Monday, 4 July 2011
Reagan '84 - 'It's morning in America again'. The greatest political ad ever made?
I thought the day the Reagan statue was unveiled would be an opportune moment to revisit what is generally agreed to be the most effective political TV commercial ever produced, 'It's morning in America again', which ran in the Reagan '84 re-election campaign.
A few thoughts about it. It's not aged well. It is (to coin a phrase) 'hideously white' - in fact its notable for the gobsmacking avoidance of any reference to any minority at all. It employs a bucketload of stereotypes - there's even a white picket fence.And a commercial that's ostensibly about economic recovery also contains a fair dollop of social engineering (for example getting married = success). So it's easy to mock.
Despite all this, let's not forget, as Shane Greer has pointed out at Total Politics, that:
"...when it came to his re-election, Reagan’s victory was all the more convincing (than in 1980): he secured 525 electoral college votes to Walter Mondale’s 13, carried 49 states and secured a popular vote majority of almost 17 million!"

> Dataset records
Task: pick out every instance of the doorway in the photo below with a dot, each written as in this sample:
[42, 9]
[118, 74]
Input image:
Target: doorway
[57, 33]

> Tasks to complete
(a) In the Reagan ad post, retype everything from "I thought the" down to "easy to mock.".
(b) Answer these questions from the Reagan ad post.
(i) In which campaign did the commercial run?
(ii) Where did Shane Greer make the point the post cites?
(iii) How many electoral college votes did Reagan secure?
The records aren't needed for any of this.

> Task-by-task solutions
(a)
I thought the day the Reagan statue was unveiled would be an opportune moment to revisit what is generally agreed to be the most effective political TV commercial ever produced, 'It's morning in America again', which ran in the Reagan '84 re-election campaign.
A few thoughts about it. It's not aged well. It is (to coin a phrase) 'hideously white' - in fact its notable for the gobsmacking avoidance of any reference to any minority at all. It employs a bucketload of stereotypes - there's even a white picket fence.And a commercial that's ostensibly about economic recovery also contains a fair dollop of social engineering (for example getting married = success). So it's easy to mock.

(b)
(i) The Reagan '84 re-election campaign
(ii) At Total Politics
(iii) 525